## EXERCISE DIRECTIONS
In the listing below, which lines contain the string "form"? Copy them all.

-------- RECORDS SUPPLIED

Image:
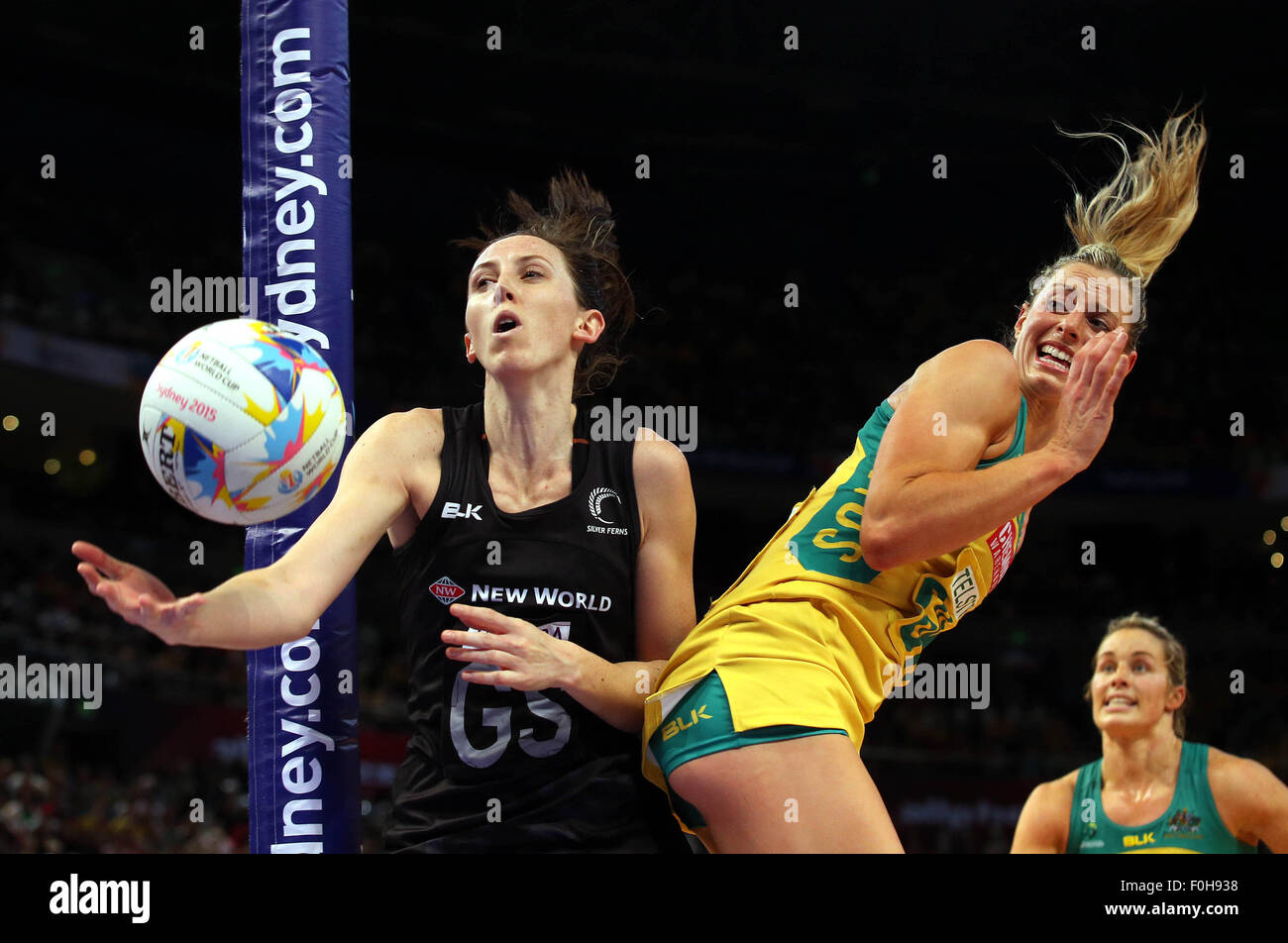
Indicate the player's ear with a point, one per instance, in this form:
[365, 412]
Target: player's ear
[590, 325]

----------------
-------- RECORDS SUPPLIED

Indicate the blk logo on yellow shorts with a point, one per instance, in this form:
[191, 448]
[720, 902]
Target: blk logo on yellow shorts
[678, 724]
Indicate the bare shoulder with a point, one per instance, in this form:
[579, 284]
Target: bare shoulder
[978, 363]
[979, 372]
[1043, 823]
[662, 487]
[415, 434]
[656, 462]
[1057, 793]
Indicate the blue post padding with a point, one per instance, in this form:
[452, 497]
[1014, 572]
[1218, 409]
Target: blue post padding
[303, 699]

----------------

## COMPLETED TASK
Indicate the player's ear with a point, one per instance, in this form:
Indicate the blk logo on yellow shorts with a point, one per instance, in this form:
Indicate the bare shoulder with a point, one per instance, in this form:
Indicate the blue post padding with a point, one per instance, in this form:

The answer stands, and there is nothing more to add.